** BEGIN Available data **
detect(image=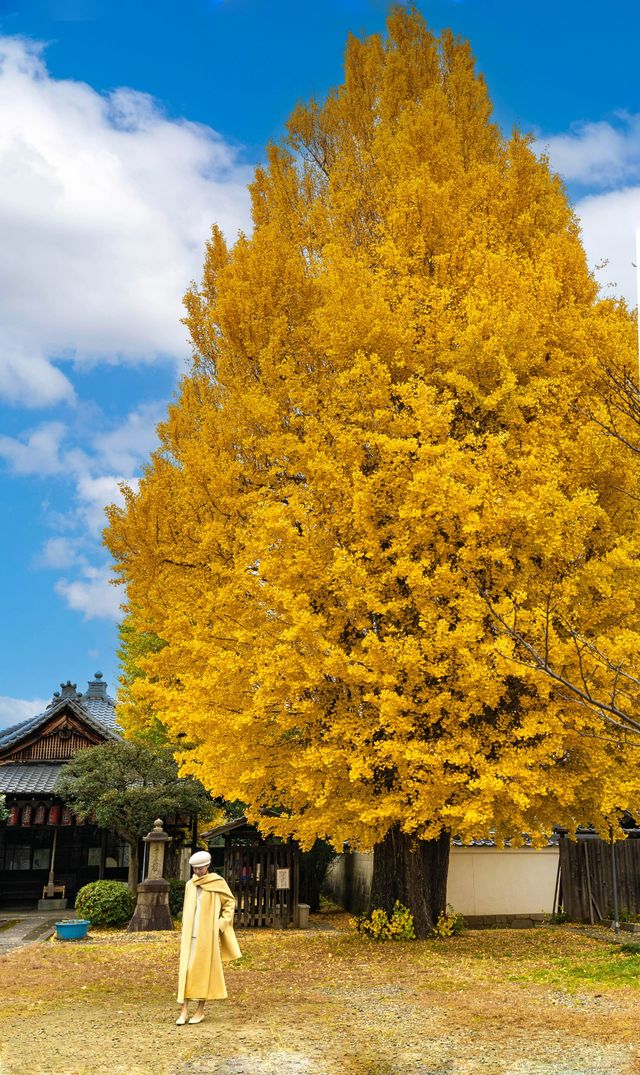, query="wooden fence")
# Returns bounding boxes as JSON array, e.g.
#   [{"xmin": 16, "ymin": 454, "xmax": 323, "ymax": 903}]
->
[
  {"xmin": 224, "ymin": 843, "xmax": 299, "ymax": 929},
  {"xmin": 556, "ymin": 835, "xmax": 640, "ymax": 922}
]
** END Available data **
** BEGIN Available data **
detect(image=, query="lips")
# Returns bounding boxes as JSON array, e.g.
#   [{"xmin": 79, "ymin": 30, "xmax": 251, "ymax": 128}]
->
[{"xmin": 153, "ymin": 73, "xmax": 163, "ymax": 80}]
** END Available data **
§ The request: Which lines of the data contain the string "xmin"? Select and copy each of them, treating uppercase and lowercase as different.

§ Correct response:
#   [{"xmin": 16, "ymin": 454, "xmax": 323, "ymax": 903}]
  {"xmin": 224, "ymin": 843, "xmax": 299, "ymax": 929},
  {"xmin": 556, "ymin": 835, "xmax": 640, "ymax": 922}
#   [{"xmin": 79, "ymin": 30, "xmax": 251, "ymax": 128}]
[{"xmin": 153, "ymin": 73, "xmax": 163, "ymax": 80}]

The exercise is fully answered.